Legal team in health care fraud case cites mitigating factors

If every criminal law matter in Texas and nationally was as clear cut and straightforward as police and prosecutors often contend is the case, there would seemingly be little need for a defendant to offer up a defense. In lieu of contesting the state’s evidence and pointing out alleged defects in arguments geared toward sending a defendant to prison, that individual — and all other similarly situated persons — could simplify and expedite the process by simply accepting the outcome demanded by criminal authorities.

Would you want to live in that world?

Candidly, all reasonable people know that the justice system is fallible and that actors participating in it make mistakes. Moreover, they sometimes act in bad faith. A core notion guiding American criminal law stresses an accused party’s right to present a defense to allegations of wrongdoing, and for that person to reasonably see an adjustment to a recommended sentencing outcome when that defense proves to be compelling to a court or jury.

We ask readers to consider recent federal litigation involving a doctor convicted of health care fraud relating to the overprescribing of narcotic opioid medications.

That physician has pleaded guilty and now awaits sentencing.

His legal team strongly urges the court to take due account of well-established mental challenges faced by the doctor that they say materially influenced his prescribing behavior.

Indeed, the physician — now in his 60s — is taking copious amounts of medications for treatment of a psychiatric condition that encompasses bipolar disorder, depression, anxiety and a nervous disorder that a recent media report notes “can be characterized by confusion or dementia.”

It is often uncertain how arguments urging mitigation in sentencing outcomes will ultimately play out.

There is no question, though, that they are relevant and should be carefully considered by a court.

Fundamental justice unquestionably demands that.

# Data supplied

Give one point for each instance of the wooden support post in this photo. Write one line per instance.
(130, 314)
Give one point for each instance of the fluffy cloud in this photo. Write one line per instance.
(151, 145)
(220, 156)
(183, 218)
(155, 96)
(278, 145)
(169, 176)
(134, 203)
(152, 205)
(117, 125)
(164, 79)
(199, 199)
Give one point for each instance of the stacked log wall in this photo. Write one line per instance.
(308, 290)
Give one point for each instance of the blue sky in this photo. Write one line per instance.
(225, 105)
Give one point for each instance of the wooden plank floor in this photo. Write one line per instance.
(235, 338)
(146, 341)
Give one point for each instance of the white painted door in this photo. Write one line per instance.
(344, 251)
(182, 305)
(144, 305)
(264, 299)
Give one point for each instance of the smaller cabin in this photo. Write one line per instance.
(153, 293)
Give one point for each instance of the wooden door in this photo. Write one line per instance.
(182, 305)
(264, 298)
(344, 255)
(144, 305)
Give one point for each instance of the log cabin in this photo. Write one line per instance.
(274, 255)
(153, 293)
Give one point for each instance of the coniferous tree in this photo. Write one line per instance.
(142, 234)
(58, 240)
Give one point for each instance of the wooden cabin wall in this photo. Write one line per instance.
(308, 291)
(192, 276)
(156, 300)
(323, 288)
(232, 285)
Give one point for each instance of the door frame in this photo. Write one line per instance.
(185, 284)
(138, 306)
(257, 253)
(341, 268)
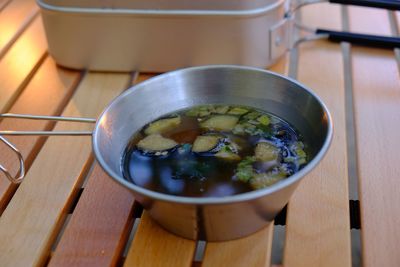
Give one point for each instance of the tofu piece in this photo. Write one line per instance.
(204, 143)
(163, 125)
(220, 122)
(156, 143)
(266, 152)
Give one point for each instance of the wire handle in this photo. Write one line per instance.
(48, 118)
(21, 172)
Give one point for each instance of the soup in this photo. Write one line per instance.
(213, 151)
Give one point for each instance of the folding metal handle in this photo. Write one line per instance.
(362, 39)
(385, 4)
(49, 118)
(21, 172)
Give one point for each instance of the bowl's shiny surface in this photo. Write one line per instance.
(212, 218)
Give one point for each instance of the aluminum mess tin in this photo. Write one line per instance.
(132, 35)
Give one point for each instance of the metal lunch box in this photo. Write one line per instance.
(160, 35)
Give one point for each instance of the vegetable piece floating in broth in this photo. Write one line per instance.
(220, 122)
(156, 143)
(198, 151)
(266, 152)
(205, 143)
(163, 125)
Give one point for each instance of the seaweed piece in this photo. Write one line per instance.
(227, 153)
(238, 111)
(264, 120)
(245, 171)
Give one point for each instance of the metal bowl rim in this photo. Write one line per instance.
(214, 200)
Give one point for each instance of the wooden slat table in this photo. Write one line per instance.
(67, 212)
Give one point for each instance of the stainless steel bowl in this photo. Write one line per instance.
(212, 218)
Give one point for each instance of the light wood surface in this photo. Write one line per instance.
(318, 217)
(14, 18)
(20, 62)
(254, 250)
(377, 115)
(46, 94)
(153, 246)
(152, 231)
(317, 231)
(99, 226)
(32, 219)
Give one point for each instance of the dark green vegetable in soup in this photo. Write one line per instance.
(213, 150)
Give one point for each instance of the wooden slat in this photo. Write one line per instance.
(3, 4)
(151, 231)
(153, 246)
(377, 116)
(20, 62)
(99, 226)
(254, 250)
(13, 20)
(318, 231)
(31, 221)
(47, 93)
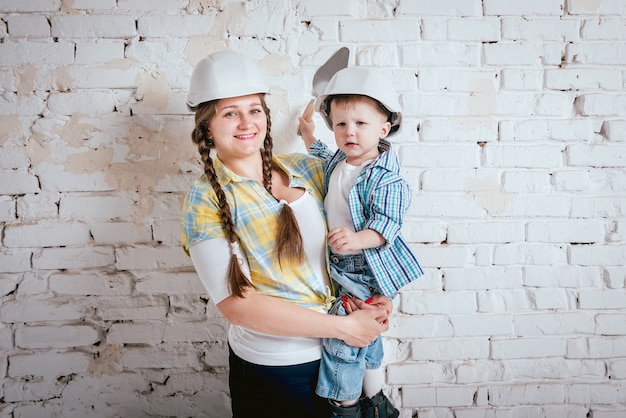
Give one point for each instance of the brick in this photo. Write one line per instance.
(584, 79)
(573, 231)
(596, 155)
(42, 205)
(425, 55)
(138, 308)
(29, 391)
(464, 29)
(481, 325)
(524, 181)
(54, 178)
(611, 324)
(445, 7)
(163, 356)
(150, 334)
(549, 129)
(459, 130)
(145, 258)
(590, 180)
(522, 253)
(527, 394)
(457, 302)
(603, 29)
(22, 53)
(608, 7)
(69, 103)
(96, 207)
(458, 80)
(166, 26)
(594, 393)
(607, 255)
(99, 52)
(15, 261)
(378, 30)
(117, 75)
(536, 29)
(441, 156)
(56, 336)
(531, 54)
(92, 26)
(565, 324)
(32, 26)
(503, 300)
(161, 283)
(7, 209)
(47, 310)
(596, 53)
(18, 182)
(598, 206)
(94, 4)
(73, 258)
(563, 276)
(518, 156)
(313, 8)
(119, 233)
(485, 232)
(554, 368)
(602, 299)
(46, 234)
(531, 7)
(615, 130)
(98, 284)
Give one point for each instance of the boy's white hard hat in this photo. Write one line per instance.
(224, 74)
(365, 82)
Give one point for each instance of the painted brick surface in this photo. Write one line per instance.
(515, 125)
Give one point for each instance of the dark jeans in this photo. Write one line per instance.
(275, 391)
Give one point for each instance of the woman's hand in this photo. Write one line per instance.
(352, 304)
(362, 326)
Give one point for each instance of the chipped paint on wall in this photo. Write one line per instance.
(108, 362)
(488, 194)
(62, 80)
(153, 90)
(589, 5)
(10, 128)
(25, 77)
(75, 131)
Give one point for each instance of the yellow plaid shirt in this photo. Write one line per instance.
(254, 213)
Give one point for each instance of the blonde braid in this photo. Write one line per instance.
(237, 280)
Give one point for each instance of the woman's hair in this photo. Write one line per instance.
(289, 241)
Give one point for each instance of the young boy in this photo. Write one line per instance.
(366, 199)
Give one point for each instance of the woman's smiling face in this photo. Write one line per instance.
(239, 127)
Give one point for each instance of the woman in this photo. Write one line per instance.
(255, 230)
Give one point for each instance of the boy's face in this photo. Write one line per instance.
(358, 126)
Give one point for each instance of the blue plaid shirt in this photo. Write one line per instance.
(378, 200)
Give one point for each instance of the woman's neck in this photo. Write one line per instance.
(251, 167)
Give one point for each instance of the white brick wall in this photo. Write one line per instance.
(514, 145)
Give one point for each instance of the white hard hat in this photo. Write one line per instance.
(224, 74)
(365, 82)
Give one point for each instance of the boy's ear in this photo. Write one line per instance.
(385, 130)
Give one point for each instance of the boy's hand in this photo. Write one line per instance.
(343, 239)
(307, 130)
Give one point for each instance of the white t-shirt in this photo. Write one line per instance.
(256, 347)
(336, 202)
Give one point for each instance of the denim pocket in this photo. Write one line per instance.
(340, 349)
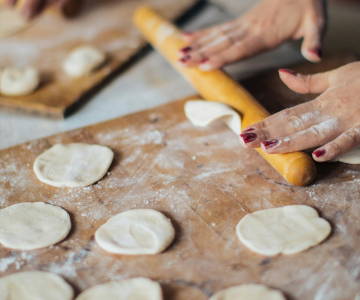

# Exercise details
Can you quote the health care fraud article above between "Would you want" and "narcotic opioid medications.", inclusive?

# Output of the exercise
Would you want to live in that world?

Candidly, all reasonable people know that the justice system is fallible and that actors participating in it make mistakes. Moreover, they sometimes act in bad faith. A core notion guiding American criminal law stresses an accused party’s right to present a defense to allegations of wrongdoing, and for that person to reasonably see an adjustment to a recommended sentencing outcome when that defense proves to be compelling to a court or jury.

We ask readers to consider recent federal litigation involving a doctor convicted of health care fraud relating to the overprescribing of narcotic opioid medications.